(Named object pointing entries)
______

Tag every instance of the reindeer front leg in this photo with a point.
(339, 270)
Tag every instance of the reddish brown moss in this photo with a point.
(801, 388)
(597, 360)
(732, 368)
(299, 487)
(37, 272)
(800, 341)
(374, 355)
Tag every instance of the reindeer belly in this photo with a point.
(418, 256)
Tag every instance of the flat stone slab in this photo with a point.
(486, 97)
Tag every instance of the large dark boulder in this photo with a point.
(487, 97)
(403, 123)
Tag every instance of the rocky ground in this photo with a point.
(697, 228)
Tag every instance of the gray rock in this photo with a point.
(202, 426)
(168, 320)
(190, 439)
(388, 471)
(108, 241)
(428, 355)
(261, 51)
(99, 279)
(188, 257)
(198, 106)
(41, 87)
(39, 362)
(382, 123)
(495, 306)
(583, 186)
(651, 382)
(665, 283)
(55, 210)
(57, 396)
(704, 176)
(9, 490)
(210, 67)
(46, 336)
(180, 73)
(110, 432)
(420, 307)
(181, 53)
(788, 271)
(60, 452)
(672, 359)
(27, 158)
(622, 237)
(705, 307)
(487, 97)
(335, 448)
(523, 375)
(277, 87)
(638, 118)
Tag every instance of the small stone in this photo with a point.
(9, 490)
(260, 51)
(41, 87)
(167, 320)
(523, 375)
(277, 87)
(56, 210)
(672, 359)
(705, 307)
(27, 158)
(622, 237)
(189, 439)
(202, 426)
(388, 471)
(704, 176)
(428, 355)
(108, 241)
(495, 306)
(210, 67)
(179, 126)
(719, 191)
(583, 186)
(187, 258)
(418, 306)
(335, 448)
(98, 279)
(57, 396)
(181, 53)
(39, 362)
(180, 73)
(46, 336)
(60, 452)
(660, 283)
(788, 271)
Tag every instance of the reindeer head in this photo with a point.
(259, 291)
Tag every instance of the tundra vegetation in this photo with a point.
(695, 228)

______

■ **EXERCISE**:
Rewrite the lines beginning with the one that contains "Tag every instance of the reindeer head" and continuing through the end of the entries, replacing "tundra vegetation" with "low shrubs" and leaving everything else as it is.

■ **FULL RESPONSE**:
Tag every instance of the reindeer head in this photo with a point.
(259, 291)
Tag every instance of the low shrubs in this photo with a point.
(695, 228)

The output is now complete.